**WRITTEN TASK A**
Count the lines of the records below that contain the string "wooden", treating uppercase and lowercase as different, and reply with the number alone.

Start of DOCUMENT TEXT

SAO PAULO, March 26, 2014 /PRNewswire/ — Oi S.A. (“Oi” or the “Company”, BM&FBovespa: OIBR3, OIBR4; NYSE: OIBR and OIBR.C) in accordance with article 157, paragraph 4 of Law No. 6,404/76 (the “Brazilian Corporations Law”) and CVM Instruction No. 358/02, and in furtherance of the Material Facts dated as of October 2, 2013 and February 20, 2014, notifies its shareholders and the market in general that as of the date hereof, Oi became aware of the decision issued by the Collegiate of the Brazilian Securities and Exchange Commission (“CVM”) regarding the appeal filed by Oi in connection with (i) the exercise of voting rights in relation to the agenda of the general shareholders’ meeting called for March 27, 2014 regarding the valuation report of assets to be contributed by Portugal Telecom SGPS, S.A. (“Portugal Telecom”) and (ii) the possibility of exercising of withdrawal rights by Oi’s common shareholders dissenting from the resolution regarding the merger of Oi’s shares by Telemar Participacoes S.A. (“CorpCo”), subject to approval at a shareholders’ meeting in the future.
Exercise of Voting Rights at the General Shareholders’ Meeting of March 27, 2014
In connection with the exercise of voting rights, the Collegiate of CVM confirmed Oi’s understanding that, except for the shareholders, Portugal Telecom and its controlled company, Bratel Brasil S.A., there is no impediment to the exercise of voting rights by the other shareholders of Oi, including CorpCo and its subsidiary, Valverde Participacoes S.A., in relation to the agenda for the general shareholders’ meeting regarding the valuation report of assets to be contributed by Portugal Telecom to the Company.

End of DOCUMENT TEXT

**WRITTEN TASK B**
From the Oi notice above, reproduce word for word the passage that begins at the words "Exercise of Voting Rights at" and stops after "to the Company.".

Start of GIVEN INFORMATION

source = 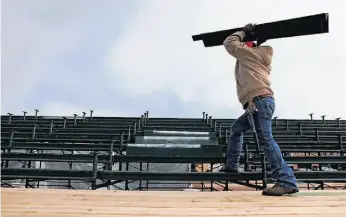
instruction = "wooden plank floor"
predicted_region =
[1,188,346,217]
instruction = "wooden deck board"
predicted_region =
[1,188,346,217]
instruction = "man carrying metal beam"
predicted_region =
[221,24,299,196]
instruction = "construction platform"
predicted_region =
[1,188,346,217]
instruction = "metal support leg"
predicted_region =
[91,152,98,190]
[7,113,13,124]
[35,109,40,120]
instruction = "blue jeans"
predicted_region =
[227,97,298,189]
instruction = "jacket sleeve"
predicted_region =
[223,31,253,60]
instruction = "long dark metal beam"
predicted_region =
[192,13,329,47]
[1,153,109,163]
[1,168,93,181]
[1,153,346,164]
[99,170,346,181]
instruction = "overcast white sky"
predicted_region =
[1,0,346,118]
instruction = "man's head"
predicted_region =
[245,41,256,48]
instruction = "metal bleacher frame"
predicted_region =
[1,110,346,190]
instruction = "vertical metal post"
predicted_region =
[73,114,78,127]
[62,117,67,129]
[23,111,27,120]
[35,109,40,120]
[89,110,94,120]
[108,141,114,170]
[138,118,142,130]
[315,128,320,142]
[7,113,13,124]
[133,122,137,136]
[244,143,250,184]
[49,120,54,135]
[83,112,86,123]
[5,131,14,168]
[31,124,37,140]
[125,162,130,191]
[120,132,124,151]
[274,117,278,127]
[321,115,326,124]
[145,111,149,123]
[127,125,131,141]
[247,109,267,188]
[336,118,341,127]
[91,151,98,190]
[139,162,143,191]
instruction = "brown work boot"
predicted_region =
[219,166,239,173]
[262,184,299,196]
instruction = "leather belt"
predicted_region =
[243,94,273,109]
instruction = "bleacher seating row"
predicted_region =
[1,110,346,190]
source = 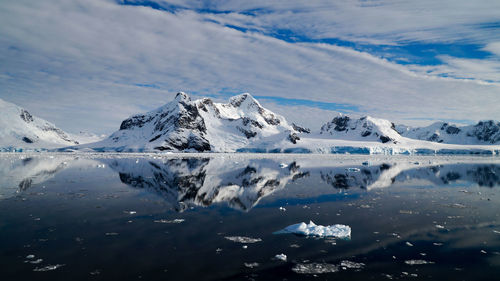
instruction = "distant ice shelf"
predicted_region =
[274,221,351,239]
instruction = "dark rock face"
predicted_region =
[292,123,311,134]
[379,136,392,143]
[120,115,152,130]
[20,109,33,123]
[332,116,351,132]
[441,123,461,135]
[288,133,300,144]
[236,126,257,139]
[468,120,500,144]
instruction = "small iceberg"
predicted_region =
[224,236,262,244]
[274,221,351,239]
[274,254,287,261]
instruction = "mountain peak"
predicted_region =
[229,93,261,107]
[175,92,191,102]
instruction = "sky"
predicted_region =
[0,0,500,134]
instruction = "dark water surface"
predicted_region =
[0,154,500,280]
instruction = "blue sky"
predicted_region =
[0,0,500,133]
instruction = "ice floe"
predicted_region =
[274,254,287,261]
[274,221,351,238]
[154,219,184,223]
[292,263,339,274]
[224,236,262,244]
[33,264,64,272]
[244,262,259,268]
[405,260,434,265]
[340,260,365,269]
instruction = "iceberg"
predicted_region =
[274,221,351,239]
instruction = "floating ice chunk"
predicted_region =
[405,260,434,265]
[224,236,262,244]
[154,219,184,223]
[33,264,64,272]
[274,254,286,261]
[244,262,259,268]
[274,221,351,238]
[292,263,339,274]
[340,261,365,269]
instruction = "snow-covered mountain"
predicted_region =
[0,99,78,151]
[320,114,401,143]
[320,161,500,190]
[397,120,500,145]
[104,158,308,211]
[78,92,309,152]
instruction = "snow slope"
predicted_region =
[76,92,308,152]
[397,120,500,145]
[0,99,78,151]
[320,114,401,143]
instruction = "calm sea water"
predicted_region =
[0,154,500,280]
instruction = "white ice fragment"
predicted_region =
[274,254,286,261]
[244,262,259,268]
[405,260,434,265]
[153,219,184,223]
[346,168,361,172]
[274,221,351,238]
[292,263,339,274]
[33,264,64,272]
[224,236,262,244]
[340,261,365,269]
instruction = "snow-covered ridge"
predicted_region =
[0,99,78,151]
[320,114,401,143]
[397,120,500,145]
[76,92,309,152]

End of GIVEN INFORMATION

**OUTPUT A**
2

**OUTPUT B**
Exercise of Voting Rights at the General Shareholders’ Meeting of March 27, 2014
In connection with the exercise of voting rights, the Collegiate of CVM confirmed Oi’s understanding that, except for the shareholders, Portugal Telecom and its controlled company, Bratel Brasil S.A., there is no impediment to the exercise of voting rights by the other shareholders of Oi, including CorpCo and its subsidiary, Valverde Participacoes S.A., in relation to the agenda for the general shareholders’ meeting regarding the valuation report of assets to be contributed by Portugal Telecom to the Company.